• Problem to work on:
Filter the data below, keeping only the lines that contain the word "green", and copy each of them unchanged.
※ ※ ※
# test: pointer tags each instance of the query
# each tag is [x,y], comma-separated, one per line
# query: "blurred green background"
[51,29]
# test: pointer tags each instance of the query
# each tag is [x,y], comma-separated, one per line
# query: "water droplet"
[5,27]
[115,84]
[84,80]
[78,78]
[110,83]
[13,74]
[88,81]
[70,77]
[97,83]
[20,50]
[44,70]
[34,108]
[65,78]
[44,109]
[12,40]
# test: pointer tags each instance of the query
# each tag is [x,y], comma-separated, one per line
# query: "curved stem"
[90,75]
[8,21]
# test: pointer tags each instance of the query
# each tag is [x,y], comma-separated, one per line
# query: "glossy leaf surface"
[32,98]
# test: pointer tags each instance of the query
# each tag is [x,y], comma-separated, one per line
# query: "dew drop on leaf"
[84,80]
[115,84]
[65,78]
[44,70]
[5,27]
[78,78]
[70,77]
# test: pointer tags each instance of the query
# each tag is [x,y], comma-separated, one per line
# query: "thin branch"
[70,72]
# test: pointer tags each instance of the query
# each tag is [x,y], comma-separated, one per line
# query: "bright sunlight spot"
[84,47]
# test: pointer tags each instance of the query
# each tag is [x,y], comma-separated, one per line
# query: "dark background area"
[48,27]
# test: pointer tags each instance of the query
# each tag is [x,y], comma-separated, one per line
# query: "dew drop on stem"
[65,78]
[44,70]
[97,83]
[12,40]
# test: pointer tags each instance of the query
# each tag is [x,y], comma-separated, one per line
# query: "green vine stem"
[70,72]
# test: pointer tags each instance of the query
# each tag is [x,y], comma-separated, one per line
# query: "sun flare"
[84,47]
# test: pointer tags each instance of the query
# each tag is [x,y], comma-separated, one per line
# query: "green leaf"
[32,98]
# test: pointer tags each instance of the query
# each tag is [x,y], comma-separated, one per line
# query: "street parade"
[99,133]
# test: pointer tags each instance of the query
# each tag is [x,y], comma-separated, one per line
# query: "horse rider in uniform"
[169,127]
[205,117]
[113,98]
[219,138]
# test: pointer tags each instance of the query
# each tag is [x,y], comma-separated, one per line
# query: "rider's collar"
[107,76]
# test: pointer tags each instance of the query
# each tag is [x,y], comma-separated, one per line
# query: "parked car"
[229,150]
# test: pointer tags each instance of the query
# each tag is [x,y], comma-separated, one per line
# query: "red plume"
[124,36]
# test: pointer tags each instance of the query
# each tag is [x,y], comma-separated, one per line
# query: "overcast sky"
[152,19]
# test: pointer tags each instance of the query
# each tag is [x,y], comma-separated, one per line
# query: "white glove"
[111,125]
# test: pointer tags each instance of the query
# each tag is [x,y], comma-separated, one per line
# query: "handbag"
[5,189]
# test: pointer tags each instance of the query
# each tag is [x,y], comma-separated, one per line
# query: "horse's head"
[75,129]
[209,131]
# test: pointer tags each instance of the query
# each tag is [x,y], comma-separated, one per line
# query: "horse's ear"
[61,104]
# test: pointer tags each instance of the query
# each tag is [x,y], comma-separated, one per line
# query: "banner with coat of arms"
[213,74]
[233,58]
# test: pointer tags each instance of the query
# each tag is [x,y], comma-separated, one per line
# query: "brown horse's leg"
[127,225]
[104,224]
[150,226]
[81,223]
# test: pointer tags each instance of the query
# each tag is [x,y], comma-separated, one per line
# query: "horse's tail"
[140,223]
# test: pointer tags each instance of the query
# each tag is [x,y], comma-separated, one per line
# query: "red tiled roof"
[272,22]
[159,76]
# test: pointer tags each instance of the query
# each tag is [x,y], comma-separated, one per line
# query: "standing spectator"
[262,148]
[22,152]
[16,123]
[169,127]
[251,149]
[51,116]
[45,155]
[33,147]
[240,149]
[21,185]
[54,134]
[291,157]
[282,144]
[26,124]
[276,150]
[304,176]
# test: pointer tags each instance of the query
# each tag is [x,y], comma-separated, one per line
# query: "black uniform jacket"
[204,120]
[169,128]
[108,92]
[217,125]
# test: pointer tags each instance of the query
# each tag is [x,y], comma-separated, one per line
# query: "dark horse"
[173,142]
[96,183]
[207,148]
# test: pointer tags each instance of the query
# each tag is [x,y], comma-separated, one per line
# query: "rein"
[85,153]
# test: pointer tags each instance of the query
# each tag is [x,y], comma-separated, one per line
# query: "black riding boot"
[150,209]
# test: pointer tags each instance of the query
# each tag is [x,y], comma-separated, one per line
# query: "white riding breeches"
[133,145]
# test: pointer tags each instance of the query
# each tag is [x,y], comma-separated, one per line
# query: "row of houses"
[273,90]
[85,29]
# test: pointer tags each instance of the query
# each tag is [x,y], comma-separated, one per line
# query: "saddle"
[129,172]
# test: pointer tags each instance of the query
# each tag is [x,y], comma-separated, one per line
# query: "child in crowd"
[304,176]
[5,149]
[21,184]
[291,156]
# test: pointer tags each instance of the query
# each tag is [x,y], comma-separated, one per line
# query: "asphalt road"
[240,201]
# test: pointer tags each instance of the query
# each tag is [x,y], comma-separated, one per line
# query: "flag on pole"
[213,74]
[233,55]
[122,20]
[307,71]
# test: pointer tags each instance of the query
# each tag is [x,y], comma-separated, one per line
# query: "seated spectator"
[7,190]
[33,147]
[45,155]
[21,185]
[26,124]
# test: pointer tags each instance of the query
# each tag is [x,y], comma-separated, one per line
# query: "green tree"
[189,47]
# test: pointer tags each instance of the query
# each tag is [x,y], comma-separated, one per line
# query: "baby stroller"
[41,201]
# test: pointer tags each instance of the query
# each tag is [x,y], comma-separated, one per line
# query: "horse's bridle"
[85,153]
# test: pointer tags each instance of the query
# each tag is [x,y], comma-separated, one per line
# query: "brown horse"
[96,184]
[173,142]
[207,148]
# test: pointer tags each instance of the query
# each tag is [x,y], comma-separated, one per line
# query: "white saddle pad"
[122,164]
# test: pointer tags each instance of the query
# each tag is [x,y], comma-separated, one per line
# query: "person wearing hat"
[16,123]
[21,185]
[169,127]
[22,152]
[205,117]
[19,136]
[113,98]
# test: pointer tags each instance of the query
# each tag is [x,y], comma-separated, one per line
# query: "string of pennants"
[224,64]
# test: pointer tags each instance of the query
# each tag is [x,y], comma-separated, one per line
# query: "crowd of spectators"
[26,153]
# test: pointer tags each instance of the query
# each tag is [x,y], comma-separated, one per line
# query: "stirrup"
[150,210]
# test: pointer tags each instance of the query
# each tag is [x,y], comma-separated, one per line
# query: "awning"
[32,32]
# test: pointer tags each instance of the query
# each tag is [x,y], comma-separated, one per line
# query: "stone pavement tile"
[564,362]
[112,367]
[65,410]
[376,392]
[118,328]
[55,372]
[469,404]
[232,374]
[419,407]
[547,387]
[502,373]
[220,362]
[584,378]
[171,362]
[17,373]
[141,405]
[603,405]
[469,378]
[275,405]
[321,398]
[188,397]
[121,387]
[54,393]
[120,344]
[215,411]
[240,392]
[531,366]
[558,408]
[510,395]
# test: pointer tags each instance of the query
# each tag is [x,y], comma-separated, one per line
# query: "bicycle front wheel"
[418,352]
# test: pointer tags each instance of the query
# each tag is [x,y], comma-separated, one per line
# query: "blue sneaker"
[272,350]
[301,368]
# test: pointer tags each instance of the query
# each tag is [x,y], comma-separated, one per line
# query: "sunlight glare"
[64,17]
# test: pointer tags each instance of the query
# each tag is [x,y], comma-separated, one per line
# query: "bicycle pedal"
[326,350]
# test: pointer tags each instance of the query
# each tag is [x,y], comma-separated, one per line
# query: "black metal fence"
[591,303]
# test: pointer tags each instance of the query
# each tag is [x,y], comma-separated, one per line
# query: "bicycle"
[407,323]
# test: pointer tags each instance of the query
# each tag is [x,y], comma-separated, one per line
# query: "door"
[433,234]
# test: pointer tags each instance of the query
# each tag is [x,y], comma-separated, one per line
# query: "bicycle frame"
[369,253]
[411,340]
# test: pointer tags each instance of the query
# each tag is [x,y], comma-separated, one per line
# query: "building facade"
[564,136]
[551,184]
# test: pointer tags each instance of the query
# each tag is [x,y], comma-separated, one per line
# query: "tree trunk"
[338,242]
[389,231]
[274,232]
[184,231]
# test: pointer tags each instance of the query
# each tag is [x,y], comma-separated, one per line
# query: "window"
※ ※ ※
• The completed task:
# query: "blurred green background"
# query: "green vine stem"
# query: "green leaf"
# query: "green tree"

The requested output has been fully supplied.